Data provided:
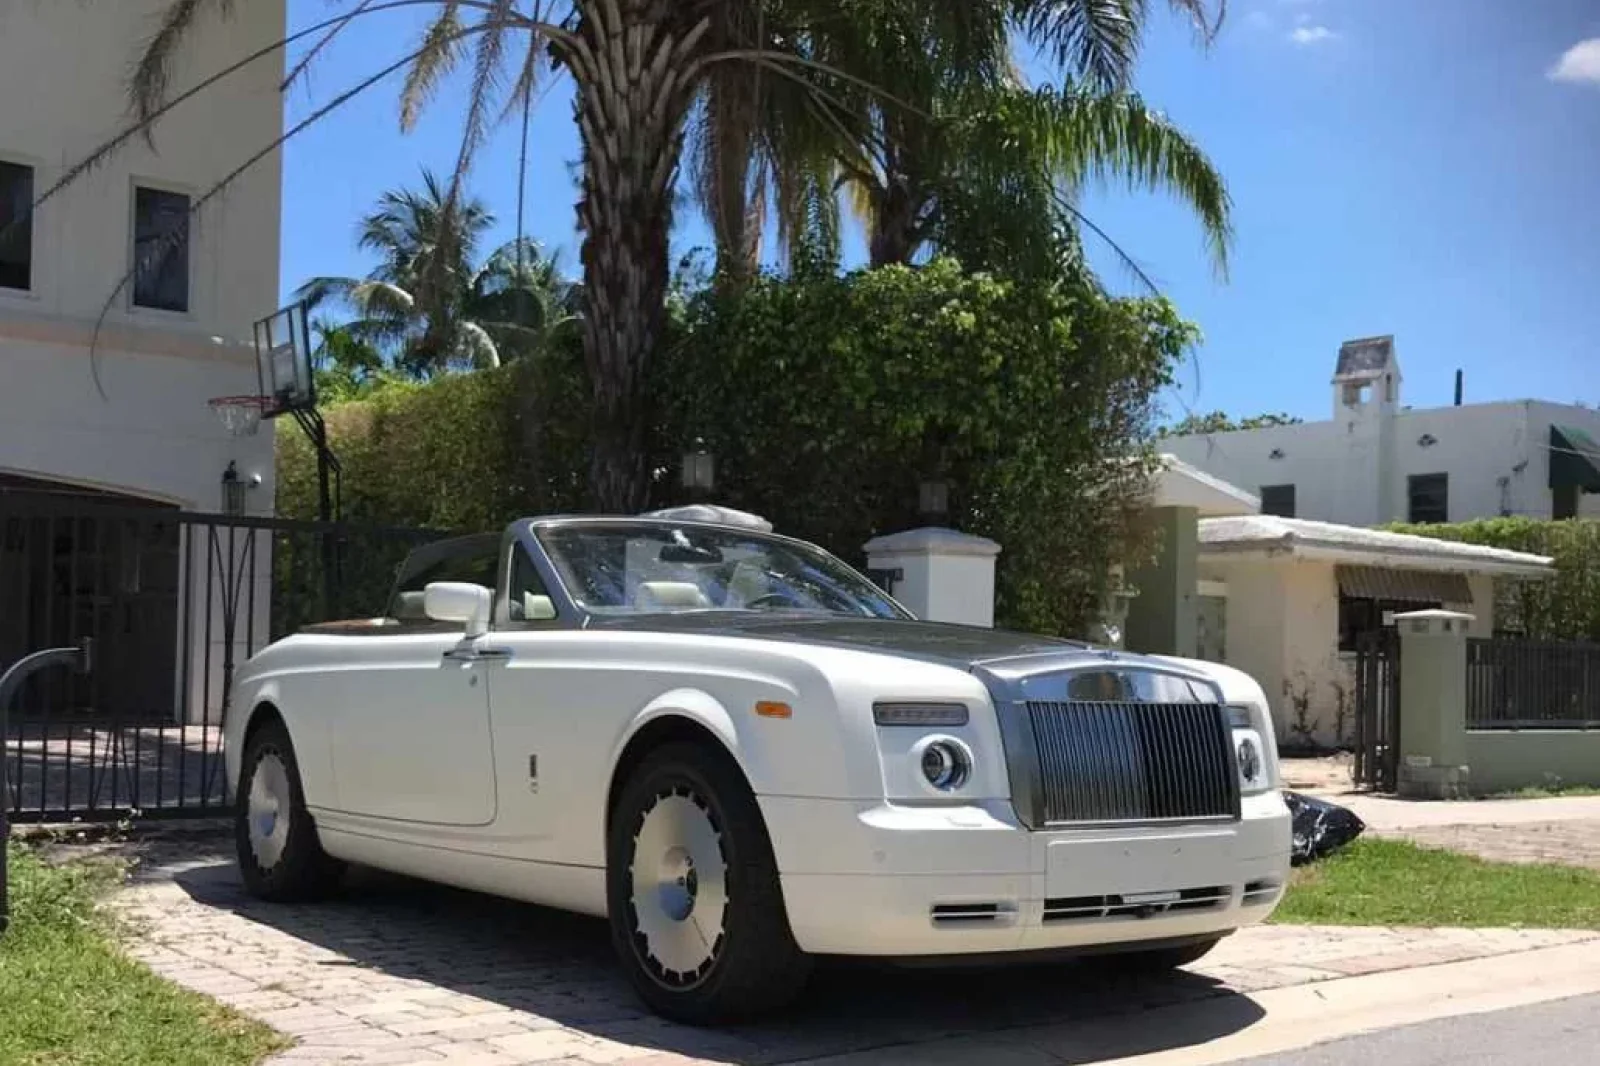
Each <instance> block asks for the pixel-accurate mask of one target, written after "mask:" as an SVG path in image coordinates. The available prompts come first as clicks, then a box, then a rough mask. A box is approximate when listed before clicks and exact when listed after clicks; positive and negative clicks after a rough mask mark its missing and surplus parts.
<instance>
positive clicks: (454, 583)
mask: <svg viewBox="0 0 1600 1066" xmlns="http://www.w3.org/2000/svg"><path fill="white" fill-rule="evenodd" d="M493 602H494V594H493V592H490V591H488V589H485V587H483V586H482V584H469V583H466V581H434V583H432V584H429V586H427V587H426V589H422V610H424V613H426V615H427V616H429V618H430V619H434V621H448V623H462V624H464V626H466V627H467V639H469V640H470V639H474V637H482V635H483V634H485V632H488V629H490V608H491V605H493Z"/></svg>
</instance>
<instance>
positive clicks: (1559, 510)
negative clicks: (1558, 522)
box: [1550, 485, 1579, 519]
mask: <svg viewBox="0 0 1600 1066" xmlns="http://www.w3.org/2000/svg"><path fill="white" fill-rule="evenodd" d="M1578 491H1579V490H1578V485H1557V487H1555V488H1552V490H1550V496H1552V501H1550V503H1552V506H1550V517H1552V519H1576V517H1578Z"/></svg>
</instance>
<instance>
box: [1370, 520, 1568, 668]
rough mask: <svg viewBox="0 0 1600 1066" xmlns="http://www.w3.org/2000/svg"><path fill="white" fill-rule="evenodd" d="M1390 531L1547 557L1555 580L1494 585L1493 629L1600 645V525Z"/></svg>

Assignment: The pictures in the data should be omitted, and every remaining line set down exactly.

Written reply:
Each <instance> block asks for the pixel-accurate mask of one target, written after "mask:" as an SVG path in image coordinates. The available prompts come first as clicks, then a box, then a rough mask. A box is approximate when listed before clicks and exact when listed after clicks; positive and negative clicks after a rough mask mark its missing and surplus parts.
<instance>
positive clicks: (454, 583)
mask: <svg viewBox="0 0 1600 1066" xmlns="http://www.w3.org/2000/svg"><path fill="white" fill-rule="evenodd" d="M493 602H494V594H493V592H490V591H488V589H485V587H483V586H482V584H469V583H466V581H434V583H432V584H429V586H427V587H426V589H422V610H424V613H426V615H427V616H429V618H430V619H434V621H448V623H462V624H464V626H466V627H467V639H469V640H470V639H474V637H482V635H483V634H485V632H488V629H490V608H491V605H493Z"/></svg>
</instance>
<instance>
positive clicks: (1559, 510)
negative clicks: (1558, 522)
box: [1550, 485, 1579, 519]
mask: <svg viewBox="0 0 1600 1066" xmlns="http://www.w3.org/2000/svg"><path fill="white" fill-rule="evenodd" d="M1578 491H1579V490H1578V485H1557V487H1555V488H1552V490H1550V496H1552V501H1550V503H1552V506H1550V517H1552V519H1576V517H1578Z"/></svg>
</instance>
<instance>
box: [1370, 520, 1568, 668]
rough mask: <svg viewBox="0 0 1600 1066" xmlns="http://www.w3.org/2000/svg"><path fill="white" fill-rule="evenodd" d="M1390 531L1547 557L1555 580L1494 585L1493 629L1600 645V525Z"/></svg>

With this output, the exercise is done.